**Required actions**
[1] In the patch discussion, what command does the reviewer ask to be run on the changes?
[2] Say whether each statement agrees with the patch discussion, answering yes or no and quoting the deciding words: (a) The reviewer asks for a test file to verify the performance increase. (b) The reviewer wants the timing code kept in the patch. (c) The reviewer thinks the value should remain a define.

**Selected excerpt**
----

I hope this is included even taking into account that particles are going to be rewritten, but for the time being this is a huge boost in particle performance, @Sebastián Barschkis (sebbas) tested this concept and he also noticed an speed improvment with mantaflow, @Martin Felke (scorpion81)
will also test this but our first impressions is that as it is right now this is a huge improvement over the hardcoded value we had in the past.

Diff Detail

Repository
rB Blender

Event Timeline

Jacques Lucke (JacquesLucke) requested changes to this revision.May 21 2019, 1:52 PM
  • Generally seems like a good idea to use another number than 256. Can you provide a test file that allows us to easily verify the performance increase?
  • Please remove the old comment, it does not add any value. Also remove the timing code which should not be part of this patch.
  • I think it should not be a define anymore after this change. Just use a normal function call.
  • Please run clang-format (make format) on the changes to ensure that the code style is correct.

Generally I wonder why the max number should be higher when there are more cores.

----

**Provided records**
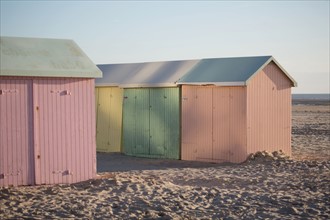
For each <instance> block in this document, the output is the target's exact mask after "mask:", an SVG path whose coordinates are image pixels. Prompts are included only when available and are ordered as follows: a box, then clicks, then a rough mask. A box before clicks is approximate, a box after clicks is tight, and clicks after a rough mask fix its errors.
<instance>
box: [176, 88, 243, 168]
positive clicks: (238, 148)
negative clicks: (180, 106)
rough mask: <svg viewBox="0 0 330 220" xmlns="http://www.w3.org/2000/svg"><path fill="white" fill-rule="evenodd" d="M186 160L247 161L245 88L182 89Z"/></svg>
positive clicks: (201, 160)
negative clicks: (246, 143)
mask: <svg viewBox="0 0 330 220" xmlns="http://www.w3.org/2000/svg"><path fill="white" fill-rule="evenodd" d="M181 135H182V144H181V158H182V159H183V160H198V161H207V162H227V161H229V162H241V161H243V160H244V159H245V158H246V88H244V87H215V86H187V85H183V86H182V133H181Z"/></svg>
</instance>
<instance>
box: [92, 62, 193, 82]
mask: <svg viewBox="0 0 330 220" xmlns="http://www.w3.org/2000/svg"><path fill="white" fill-rule="evenodd" d="M196 63H198V60H184V61H166V62H148V63H128V64H103V65H98V67H99V68H100V69H101V70H102V72H103V78H100V79H96V80H95V85H96V86H119V87H123V88H139V87H176V86H177V84H176V81H178V80H179V79H180V78H181V77H182V76H183V75H184V74H186V73H187V72H188V71H189V70H191V69H192V68H193V67H194V65H196Z"/></svg>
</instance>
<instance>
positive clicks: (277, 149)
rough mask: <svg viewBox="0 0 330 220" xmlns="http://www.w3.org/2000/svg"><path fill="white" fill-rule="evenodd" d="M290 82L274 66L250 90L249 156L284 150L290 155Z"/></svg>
mask: <svg viewBox="0 0 330 220" xmlns="http://www.w3.org/2000/svg"><path fill="white" fill-rule="evenodd" d="M291 86H292V85H291V82H290V80H289V79H288V78H287V77H286V76H285V75H284V74H283V73H282V71H281V70H280V69H279V68H278V67H277V66H276V64H275V63H273V62H271V63H270V64H268V65H267V66H266V67H265V68H264V69H263V70H262V71H261V72H260V73H258V74H257V75H256V76H255V77H254V78H253V79H252V81H251V82H250V83H249V86H248V88H247V115H248V121H247V129H248V133H247V135H248V143H247V153H248V154H249V153H253V152H256V151H259V150H267V151H270V152H272V151H277V150H283V151H284V152H286V153H287V154H289V155H291Z"/></svg>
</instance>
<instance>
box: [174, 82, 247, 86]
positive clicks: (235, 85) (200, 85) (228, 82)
mask: <svg viewBox="0 0 330 220" xmlns="http://www.w3.org/2000/svg"><path fill="white" fill-rule="evenodd" d="M176 84H177V85H196V86H207V85H214V86H245V85H246V82H241V81H237V82H188V83H186V82H177V83H176Z"/></svg>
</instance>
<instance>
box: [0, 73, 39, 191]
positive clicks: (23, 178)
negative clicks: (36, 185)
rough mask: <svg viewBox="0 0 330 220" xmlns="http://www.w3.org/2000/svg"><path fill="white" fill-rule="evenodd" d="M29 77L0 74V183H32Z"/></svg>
mask: <svg viewBox="0 0 330 220" xmlns="http://www.w3.org/2000/svg"><path fill="white" fill-rule="evenodd" d="M32 130H33V122H32V80H27V79H20V80H19V79H17V78H14V77H12V78H10V77H0V186H11V185H12V186H18V185H32V184H34V162H33V132H32Z"/></svg>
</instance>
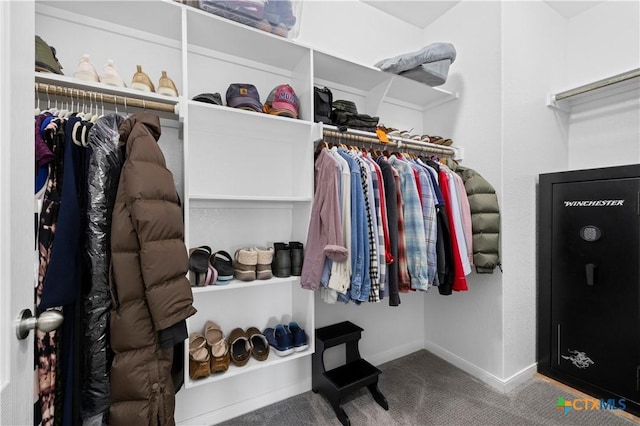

----

**Response list**
[1] clang-format (make format)

[2]
(a) Yes: "Can you provide a test file that allows us to easily verify the performance increase?"
(b) No: "Also remove the timing code which should not be part of this patch."
(c) No: "I think it should not be a define anymore after this change."